[Available records]
***
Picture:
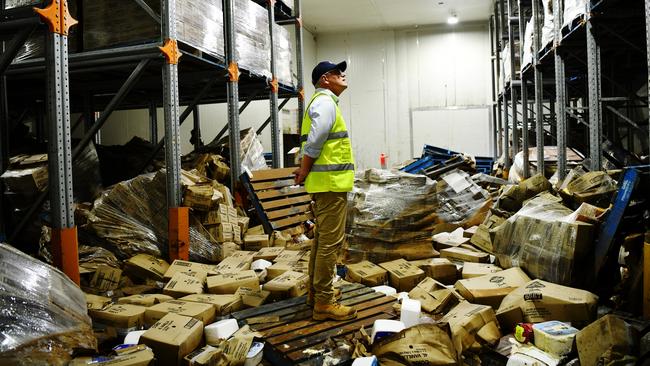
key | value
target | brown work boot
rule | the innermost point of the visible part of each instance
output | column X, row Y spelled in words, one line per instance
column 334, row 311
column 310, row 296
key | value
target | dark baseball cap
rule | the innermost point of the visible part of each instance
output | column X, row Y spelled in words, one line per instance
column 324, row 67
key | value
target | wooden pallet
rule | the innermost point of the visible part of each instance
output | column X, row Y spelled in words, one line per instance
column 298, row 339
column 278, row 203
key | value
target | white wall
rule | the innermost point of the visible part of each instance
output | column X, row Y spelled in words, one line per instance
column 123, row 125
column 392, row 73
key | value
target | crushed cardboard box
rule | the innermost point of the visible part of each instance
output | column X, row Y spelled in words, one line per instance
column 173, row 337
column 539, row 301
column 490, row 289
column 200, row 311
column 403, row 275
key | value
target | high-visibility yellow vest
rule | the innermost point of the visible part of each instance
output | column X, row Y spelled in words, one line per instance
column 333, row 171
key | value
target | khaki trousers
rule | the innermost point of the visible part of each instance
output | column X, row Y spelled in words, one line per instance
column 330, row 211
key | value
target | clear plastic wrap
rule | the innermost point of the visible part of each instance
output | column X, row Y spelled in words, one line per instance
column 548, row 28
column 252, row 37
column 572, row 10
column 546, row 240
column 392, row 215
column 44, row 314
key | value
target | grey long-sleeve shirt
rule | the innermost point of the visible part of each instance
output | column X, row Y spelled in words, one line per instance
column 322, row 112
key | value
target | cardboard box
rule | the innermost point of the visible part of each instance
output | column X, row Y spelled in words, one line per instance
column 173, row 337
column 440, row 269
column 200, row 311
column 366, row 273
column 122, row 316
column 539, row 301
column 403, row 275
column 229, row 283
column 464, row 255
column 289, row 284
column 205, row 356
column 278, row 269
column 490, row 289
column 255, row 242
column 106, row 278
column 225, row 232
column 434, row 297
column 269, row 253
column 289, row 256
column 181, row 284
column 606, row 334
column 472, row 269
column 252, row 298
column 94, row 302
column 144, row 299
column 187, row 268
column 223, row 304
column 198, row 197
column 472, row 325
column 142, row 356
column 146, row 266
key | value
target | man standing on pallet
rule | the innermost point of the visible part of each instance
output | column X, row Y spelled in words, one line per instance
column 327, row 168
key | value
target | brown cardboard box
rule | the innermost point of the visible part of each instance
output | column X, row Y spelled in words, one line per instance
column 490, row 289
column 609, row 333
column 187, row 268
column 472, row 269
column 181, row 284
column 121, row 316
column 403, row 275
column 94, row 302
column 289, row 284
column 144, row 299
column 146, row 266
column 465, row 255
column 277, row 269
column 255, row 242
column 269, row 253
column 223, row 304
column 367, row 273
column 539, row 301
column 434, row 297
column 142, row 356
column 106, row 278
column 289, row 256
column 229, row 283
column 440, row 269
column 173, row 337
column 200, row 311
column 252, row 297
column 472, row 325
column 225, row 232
***
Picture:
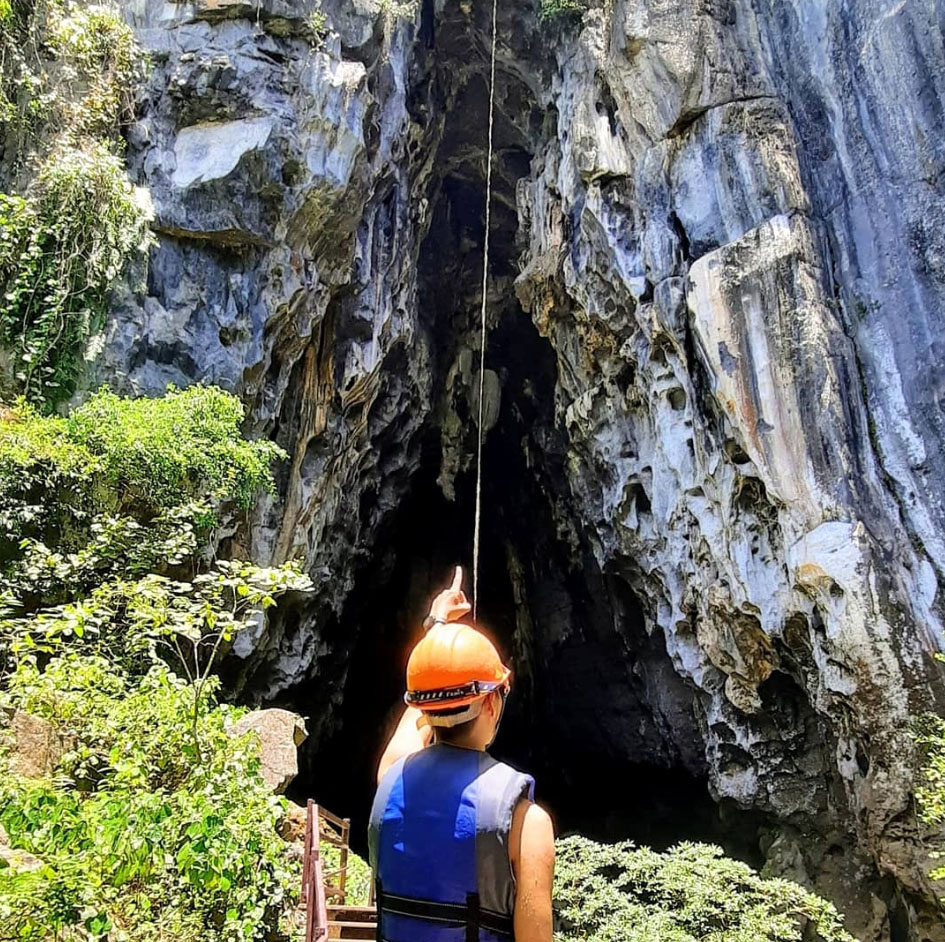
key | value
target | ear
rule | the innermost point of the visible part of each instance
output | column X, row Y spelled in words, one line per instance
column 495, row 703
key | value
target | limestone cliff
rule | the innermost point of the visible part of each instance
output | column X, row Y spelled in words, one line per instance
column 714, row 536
***
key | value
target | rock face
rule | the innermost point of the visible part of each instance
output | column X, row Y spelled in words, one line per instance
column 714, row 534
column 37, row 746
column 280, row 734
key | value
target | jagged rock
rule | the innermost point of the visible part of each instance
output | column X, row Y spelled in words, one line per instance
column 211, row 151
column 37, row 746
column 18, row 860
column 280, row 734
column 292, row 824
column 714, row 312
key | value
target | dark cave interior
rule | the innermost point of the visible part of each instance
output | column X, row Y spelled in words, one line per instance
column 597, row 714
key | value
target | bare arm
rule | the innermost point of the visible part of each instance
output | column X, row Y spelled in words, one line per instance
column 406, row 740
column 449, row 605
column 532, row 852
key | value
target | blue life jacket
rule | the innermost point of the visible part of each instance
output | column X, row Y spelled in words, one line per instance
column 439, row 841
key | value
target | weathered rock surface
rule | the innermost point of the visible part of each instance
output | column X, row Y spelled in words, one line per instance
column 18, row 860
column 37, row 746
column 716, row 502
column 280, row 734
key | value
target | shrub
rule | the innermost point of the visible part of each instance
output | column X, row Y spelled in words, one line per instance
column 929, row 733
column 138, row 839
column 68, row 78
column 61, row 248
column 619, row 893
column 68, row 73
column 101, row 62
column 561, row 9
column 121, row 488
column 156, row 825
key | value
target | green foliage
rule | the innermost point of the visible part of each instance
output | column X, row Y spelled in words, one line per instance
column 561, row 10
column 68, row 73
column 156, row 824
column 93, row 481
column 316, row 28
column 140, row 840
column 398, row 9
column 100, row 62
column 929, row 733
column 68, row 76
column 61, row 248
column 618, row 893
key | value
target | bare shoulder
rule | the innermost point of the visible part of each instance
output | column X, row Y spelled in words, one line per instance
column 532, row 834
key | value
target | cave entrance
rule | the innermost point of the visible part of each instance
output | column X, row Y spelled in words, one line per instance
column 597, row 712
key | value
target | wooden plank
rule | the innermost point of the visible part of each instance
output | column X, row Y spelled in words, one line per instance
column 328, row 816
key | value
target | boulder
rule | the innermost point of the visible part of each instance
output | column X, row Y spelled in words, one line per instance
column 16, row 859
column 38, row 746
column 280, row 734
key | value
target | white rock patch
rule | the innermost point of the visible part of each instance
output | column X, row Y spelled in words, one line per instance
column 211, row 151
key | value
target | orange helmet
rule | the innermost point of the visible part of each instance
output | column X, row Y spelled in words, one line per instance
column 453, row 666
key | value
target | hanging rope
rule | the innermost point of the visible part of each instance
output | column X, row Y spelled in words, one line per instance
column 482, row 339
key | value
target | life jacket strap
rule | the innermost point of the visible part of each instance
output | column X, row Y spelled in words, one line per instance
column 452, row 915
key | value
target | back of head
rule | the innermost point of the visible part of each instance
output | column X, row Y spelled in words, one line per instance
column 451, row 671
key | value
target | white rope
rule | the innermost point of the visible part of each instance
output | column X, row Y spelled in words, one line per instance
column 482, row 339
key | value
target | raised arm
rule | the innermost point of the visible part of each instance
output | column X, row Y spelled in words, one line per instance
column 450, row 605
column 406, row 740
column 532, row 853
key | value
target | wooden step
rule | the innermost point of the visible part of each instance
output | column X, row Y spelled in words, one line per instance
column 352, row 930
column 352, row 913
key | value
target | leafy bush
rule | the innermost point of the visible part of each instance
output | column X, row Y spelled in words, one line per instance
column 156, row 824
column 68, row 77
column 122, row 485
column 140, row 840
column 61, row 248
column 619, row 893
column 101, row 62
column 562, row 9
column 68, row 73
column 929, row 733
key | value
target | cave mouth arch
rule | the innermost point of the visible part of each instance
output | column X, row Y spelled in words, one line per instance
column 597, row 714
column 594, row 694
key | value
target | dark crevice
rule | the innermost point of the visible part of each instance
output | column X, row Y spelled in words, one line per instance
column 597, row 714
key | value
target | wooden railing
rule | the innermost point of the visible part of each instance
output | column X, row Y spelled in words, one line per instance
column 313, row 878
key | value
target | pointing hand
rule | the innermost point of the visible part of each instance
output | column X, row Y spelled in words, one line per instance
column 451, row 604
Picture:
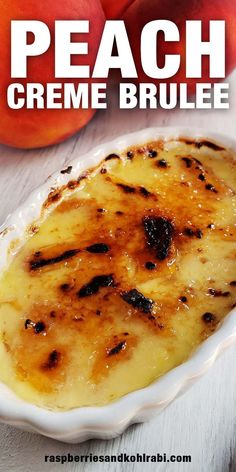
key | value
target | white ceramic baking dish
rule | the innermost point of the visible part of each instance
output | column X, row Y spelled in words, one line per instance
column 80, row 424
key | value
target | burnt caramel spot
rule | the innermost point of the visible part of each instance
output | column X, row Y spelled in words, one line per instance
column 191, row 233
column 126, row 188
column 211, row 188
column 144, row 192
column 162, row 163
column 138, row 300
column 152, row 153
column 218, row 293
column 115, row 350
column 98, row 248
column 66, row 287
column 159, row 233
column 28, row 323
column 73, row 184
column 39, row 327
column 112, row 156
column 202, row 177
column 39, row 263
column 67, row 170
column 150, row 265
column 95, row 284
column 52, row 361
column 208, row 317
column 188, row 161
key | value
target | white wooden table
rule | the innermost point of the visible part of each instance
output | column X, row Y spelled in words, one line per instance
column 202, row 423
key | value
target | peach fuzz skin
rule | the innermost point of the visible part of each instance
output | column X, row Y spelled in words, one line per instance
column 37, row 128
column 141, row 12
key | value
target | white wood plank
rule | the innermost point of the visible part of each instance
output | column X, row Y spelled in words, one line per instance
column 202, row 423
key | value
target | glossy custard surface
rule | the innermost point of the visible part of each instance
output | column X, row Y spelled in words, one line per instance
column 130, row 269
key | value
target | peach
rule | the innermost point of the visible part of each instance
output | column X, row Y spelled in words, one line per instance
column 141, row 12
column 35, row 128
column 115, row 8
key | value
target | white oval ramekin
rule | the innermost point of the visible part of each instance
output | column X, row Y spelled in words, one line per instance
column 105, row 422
***
[What the task asks] Which lines of the listing above contain the word "bare"? Show each of them in full.

[Reply to the task]
target | bare arm
target | bare shoulder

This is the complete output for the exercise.